### [Entries]
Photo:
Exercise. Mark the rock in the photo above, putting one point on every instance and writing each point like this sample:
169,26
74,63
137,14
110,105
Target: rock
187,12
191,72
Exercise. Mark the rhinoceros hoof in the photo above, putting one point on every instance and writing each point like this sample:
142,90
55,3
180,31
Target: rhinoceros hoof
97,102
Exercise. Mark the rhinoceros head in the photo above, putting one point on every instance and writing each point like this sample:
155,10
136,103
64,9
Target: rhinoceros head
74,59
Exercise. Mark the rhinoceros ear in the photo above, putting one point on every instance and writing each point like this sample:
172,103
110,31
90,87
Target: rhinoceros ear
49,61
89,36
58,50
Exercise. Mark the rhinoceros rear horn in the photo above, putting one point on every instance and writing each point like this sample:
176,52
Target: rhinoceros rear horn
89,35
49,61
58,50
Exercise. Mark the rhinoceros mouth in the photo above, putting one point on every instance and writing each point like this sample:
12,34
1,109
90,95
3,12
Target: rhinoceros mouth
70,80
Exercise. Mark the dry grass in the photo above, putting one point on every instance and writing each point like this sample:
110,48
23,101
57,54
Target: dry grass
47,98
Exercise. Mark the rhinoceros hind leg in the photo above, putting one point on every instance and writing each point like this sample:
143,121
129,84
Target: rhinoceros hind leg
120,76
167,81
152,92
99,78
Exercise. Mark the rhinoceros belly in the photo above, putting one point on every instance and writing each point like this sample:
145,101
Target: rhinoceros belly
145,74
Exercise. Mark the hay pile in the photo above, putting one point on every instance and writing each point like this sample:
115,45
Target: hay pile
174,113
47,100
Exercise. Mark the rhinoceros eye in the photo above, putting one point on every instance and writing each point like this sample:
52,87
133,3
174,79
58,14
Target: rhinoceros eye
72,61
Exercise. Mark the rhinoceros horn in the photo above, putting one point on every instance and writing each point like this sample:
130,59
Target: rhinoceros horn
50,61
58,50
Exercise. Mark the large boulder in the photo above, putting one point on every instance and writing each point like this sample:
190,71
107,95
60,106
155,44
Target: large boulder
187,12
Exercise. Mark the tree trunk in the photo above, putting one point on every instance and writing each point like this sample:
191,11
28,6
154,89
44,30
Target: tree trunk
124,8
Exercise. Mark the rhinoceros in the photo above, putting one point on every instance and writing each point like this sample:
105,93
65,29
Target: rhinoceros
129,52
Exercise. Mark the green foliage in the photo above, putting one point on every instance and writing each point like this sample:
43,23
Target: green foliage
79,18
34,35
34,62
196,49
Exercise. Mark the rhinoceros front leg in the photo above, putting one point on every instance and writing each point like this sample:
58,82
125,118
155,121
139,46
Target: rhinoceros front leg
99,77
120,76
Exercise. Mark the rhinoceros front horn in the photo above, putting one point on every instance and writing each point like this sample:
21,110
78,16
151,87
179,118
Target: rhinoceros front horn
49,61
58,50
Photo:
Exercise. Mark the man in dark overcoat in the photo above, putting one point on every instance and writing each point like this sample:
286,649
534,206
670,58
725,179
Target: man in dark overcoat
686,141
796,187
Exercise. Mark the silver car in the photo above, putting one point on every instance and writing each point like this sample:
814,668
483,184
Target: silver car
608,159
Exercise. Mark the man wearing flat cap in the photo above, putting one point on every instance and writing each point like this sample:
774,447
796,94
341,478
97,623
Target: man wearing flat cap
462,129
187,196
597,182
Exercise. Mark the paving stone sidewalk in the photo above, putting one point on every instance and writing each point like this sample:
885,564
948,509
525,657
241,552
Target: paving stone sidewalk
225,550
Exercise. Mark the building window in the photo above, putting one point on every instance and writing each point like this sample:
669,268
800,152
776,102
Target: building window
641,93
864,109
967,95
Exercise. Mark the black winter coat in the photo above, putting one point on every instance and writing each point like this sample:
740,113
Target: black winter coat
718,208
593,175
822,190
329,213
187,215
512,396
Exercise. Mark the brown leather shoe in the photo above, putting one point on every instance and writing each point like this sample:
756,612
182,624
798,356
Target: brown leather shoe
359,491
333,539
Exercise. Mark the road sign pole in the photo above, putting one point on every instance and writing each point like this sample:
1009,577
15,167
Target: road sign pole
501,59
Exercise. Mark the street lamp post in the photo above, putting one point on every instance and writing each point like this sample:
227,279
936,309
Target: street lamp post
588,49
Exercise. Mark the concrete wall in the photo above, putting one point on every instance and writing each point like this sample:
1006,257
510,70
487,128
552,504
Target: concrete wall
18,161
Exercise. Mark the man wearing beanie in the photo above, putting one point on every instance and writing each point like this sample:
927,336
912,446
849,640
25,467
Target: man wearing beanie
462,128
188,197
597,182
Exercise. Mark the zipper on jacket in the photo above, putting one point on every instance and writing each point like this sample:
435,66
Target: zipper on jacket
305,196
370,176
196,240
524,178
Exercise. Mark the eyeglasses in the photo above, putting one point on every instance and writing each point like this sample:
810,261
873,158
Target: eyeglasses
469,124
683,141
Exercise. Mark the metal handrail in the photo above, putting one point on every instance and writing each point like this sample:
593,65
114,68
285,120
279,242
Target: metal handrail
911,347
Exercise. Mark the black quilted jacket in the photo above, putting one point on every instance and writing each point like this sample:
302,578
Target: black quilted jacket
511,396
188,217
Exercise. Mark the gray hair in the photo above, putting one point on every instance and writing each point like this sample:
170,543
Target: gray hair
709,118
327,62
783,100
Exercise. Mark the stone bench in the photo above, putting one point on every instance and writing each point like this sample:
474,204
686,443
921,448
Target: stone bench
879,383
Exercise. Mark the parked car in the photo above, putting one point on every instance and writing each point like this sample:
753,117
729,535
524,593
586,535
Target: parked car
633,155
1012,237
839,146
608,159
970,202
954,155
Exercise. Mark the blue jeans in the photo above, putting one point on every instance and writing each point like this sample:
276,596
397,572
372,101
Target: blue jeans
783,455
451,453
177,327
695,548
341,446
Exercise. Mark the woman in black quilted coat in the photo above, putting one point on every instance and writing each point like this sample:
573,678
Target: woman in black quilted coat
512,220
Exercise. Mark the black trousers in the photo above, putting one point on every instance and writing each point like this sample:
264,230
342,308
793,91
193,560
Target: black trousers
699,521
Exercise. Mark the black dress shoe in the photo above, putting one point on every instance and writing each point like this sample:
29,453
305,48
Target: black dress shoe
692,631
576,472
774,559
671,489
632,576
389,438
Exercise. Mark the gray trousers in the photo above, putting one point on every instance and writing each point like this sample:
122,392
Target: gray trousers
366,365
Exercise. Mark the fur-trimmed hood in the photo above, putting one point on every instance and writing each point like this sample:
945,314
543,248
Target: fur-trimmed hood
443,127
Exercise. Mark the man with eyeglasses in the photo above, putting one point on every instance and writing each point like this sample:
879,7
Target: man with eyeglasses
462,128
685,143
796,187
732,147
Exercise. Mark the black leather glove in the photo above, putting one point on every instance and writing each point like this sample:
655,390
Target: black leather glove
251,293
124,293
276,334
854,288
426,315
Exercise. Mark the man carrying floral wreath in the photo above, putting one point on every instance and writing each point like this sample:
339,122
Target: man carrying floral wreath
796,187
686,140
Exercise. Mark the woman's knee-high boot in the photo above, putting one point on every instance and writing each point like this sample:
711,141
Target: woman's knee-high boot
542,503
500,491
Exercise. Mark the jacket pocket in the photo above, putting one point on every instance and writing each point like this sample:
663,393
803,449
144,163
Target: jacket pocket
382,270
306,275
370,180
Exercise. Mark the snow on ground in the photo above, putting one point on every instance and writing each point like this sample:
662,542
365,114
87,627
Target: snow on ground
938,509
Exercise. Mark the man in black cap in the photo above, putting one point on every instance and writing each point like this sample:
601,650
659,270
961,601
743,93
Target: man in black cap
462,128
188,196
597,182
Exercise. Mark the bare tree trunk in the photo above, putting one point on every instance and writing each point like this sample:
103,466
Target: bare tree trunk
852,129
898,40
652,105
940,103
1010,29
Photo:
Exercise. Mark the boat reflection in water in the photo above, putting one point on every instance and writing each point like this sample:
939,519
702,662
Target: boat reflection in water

### [Exercise task]
Reproduce the entries word for word, from the line containing "Exercise. Mark the man in black" through the end of the entries, including both ends.

### [Worked solution]
Exercise. Mark the man in black cap in the photo above, putting one point on every instance and writing each point like this sample:
601,650
659,270
961,601
743,93
Target: man in black cap
462,128
188,196
597,182
Exercise. Mark the bare tree trunk in the photo above, putting one point on every instance and writing each point like this sample:
103,466
Target: bare tree trunk
852,129
898,40
652,105
940,103
1010,29
Photo:
Exercise. Mark the boat reflection in water in the photo above, putting one point on every instance and writing each point like this sample:
939,519
702,662
Target: boat reflection in water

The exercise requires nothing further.